Below are records to repeat exactly. Omit the pictures from the copy.

##### GIVEN DATA #####

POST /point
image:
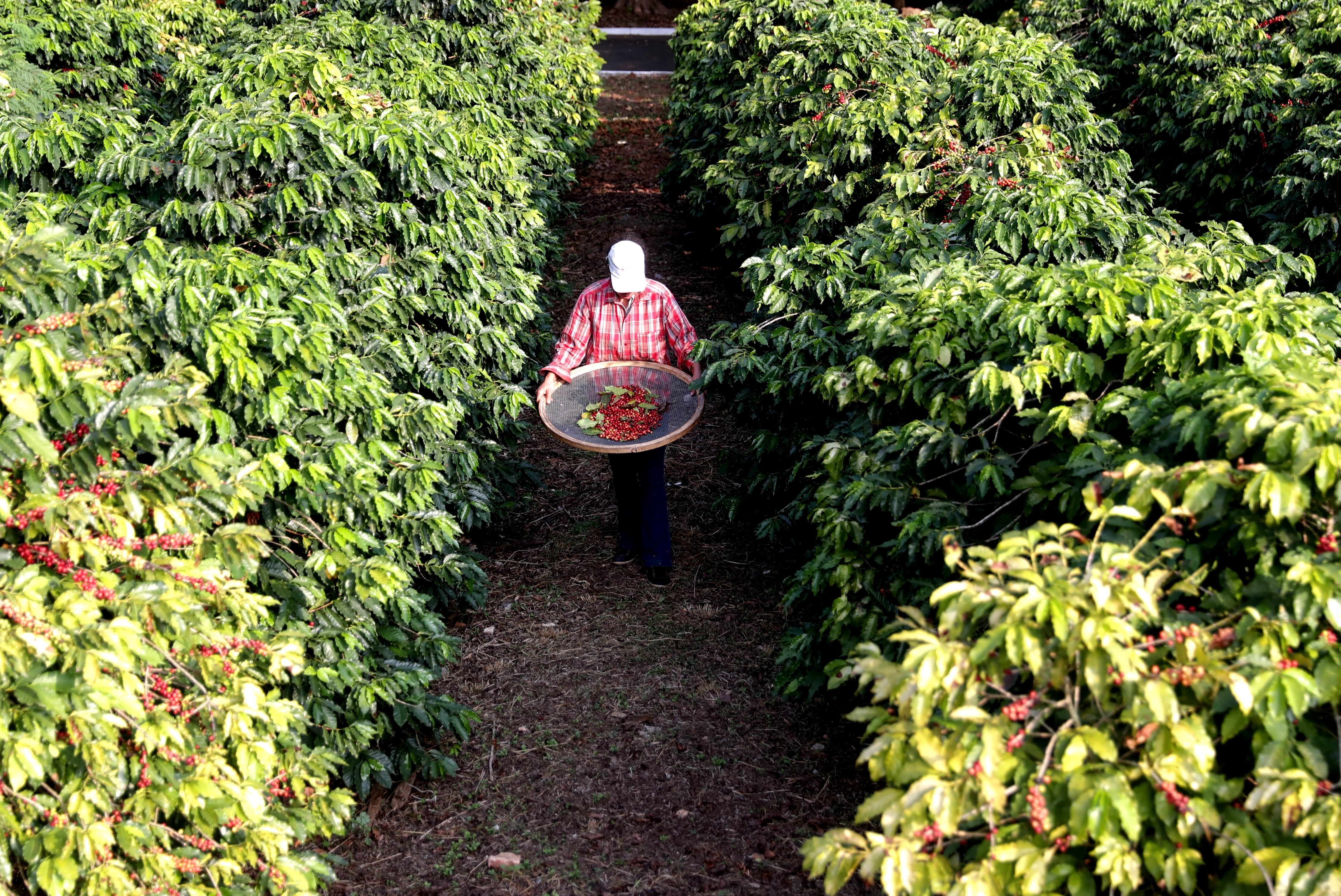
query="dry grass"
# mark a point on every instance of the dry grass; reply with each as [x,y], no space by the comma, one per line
[628,738]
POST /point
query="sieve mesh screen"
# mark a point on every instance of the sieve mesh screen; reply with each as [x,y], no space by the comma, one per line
[572,399]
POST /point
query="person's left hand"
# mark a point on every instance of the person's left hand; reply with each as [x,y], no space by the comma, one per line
[695,371]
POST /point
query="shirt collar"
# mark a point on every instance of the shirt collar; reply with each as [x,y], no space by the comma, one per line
[611,296]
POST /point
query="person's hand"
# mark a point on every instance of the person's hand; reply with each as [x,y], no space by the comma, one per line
[695,371]
[546,392]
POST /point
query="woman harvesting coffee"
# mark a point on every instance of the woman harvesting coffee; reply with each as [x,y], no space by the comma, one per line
[628,317]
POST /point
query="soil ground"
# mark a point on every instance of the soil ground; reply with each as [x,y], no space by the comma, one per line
[628,741]
[612,18]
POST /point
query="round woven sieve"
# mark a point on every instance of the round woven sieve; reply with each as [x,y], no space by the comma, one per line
[668,384]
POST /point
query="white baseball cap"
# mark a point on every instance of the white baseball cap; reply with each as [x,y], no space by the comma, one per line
[627,271]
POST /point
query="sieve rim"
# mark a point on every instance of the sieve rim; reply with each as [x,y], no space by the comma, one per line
[617,448]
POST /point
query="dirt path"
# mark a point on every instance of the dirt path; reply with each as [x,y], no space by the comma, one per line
[628,738]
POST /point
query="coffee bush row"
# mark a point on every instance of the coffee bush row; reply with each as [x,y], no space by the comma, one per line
[982,341]
[289,254]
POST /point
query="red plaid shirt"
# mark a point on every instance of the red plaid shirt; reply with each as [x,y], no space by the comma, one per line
[601,330]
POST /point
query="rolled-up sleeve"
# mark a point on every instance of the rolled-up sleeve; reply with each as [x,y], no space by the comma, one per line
[679,332]
[573,343]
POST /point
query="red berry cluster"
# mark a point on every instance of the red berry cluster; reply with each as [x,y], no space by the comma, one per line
[203,844]
[26,620]
[1018,712]
[188,866]
[47,325]
[1185,633]
[45,556]
[60,443]
[1175,799]
[23,521]
[278,785]
[626,420]
[223,648]
[55,819]
[173,698]
[1039,815]
[1187,675]
[171,542]
[930,835]
[942,57]
[210,588]
[86,583]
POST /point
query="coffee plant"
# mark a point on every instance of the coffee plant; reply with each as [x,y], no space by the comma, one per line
[148,745]
[340,216]
[973,320]
[1227,108]
[1088,713]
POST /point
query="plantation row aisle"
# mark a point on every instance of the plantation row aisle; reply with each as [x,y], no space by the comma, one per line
[628,738]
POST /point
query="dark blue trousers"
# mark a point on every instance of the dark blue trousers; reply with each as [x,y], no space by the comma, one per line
[640,493]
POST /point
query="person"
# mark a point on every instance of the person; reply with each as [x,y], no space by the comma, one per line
[628,317]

#####

* TASK ANSWER
POST /point
image:
query="dry grass"
# mark a point on every instance of the dry grass; reply with each as [x,y], no space by the comma, one per line
[628,738]
POST /point
query="sieve mesh screen"
# mark a point on every instance of the sieve mesh screen; reply with each as [x,y], no space by the comma, one per line
[572,399]
POST /point
query="person's left hand"
# mark a point on every instance of the person's left hand; reply with each as [x,y], no space by the comma, one per line
[695,371]
POST /point
query="shirt collar"
# mark a point on every instance of the shirt collar; reply with each as [x,y], no space by the comma, one per line
[611,296]
POST /point
query="person's hand"
# mark a point on every instance of the person's hand; reply with each as [x,y], no space by the comma, one per line
[695,371]
[546,392]
POST /point
query="woman harvesting coffee"
# mark a point on every instance of the woman harvesting coffee; reply with each as [x,y], no space by the comma, one per line
[628,317]
POST /point
query="soil ground"
# mark a point on every instance of the soil ground; reply with each as [x,y], no space by the comma, one per line
[628,741]
[612,18]
POST /point
query="round woven sieve"
# mark a point on every instance of the round woven sieve; reply with each as [x,y], no space by the comma, one per line
[668,384]
POST /point
query="white baseball cap"
# mark a point on every instance of the white baseball cap; reply with each as [x,y], no space by the comma, one per line
[627,271]
POST /point
query="sieve rim"
# mark a point on every instance of the sieve rim; reply with each as [x,y], no space by the comma, one per line
[617,448]
POST /point
query="dirt path"
# mark a point on every instance of the dirt path; reply with each as [x,y], no space by the comma, one per line
[628,738]
POST /point
query="coffee bush row"
# mark a point on every instance of the coffee bush row; reply with each as [x,y], no space by the comma, one per line
[982,341]
[289,254]
POST /point
query="red plaid shirt"
# mark a point on every instance of the red plaid shirt; reply with each as [x,y], no space by the comma, one per line
[601,330]
POST /point
query="rolled-up sleeve"
# mark a point on every instance of the rolled-up sleeve; reply with each as [x,y], no space by the comma, one per line
[679,332]
[573,343]
POST /point
query="red berry cluster"
# mark a point on every instance of the red berry cluster; reply with each as [x,y], no space by the comma, one per line
[203,844]
[26,620]
[1018,712]
[188,866]
[47,325]
[1185,633]
[45,556]
[60,443]
[1175,799]
[23,521]
[278,785]
[626,420]
[223,648]
[55,819]
[173,698]
[1039,815]
[1187,675]
[171,542]
[930,835]
[942,57]
[210,588]
[86,583]
POST /point
query="coffee plant"
# mark a point on every instance of the coffee plant; reply with each as [x,y], no space by the comma, one per line
[148,745]
[340,216]
[973,320]
[1227,108]
[1088,713]
POST /point
query="plantation row aisle"
# mark a point on every instance of the plantation row aisle; reply with each as [x,y], no space by the comma, one per line
[628,738]
POST /point
query="dark blue trousers"
# mark a point on every instance of the dark blue trousers; reply with each as [x,y], no space by the comma, one per line
[640,493]
POST /point
query="person"
# mark a point on every instance of the person; reply with each as [x,y], no space by the comma, one per line
[628,317]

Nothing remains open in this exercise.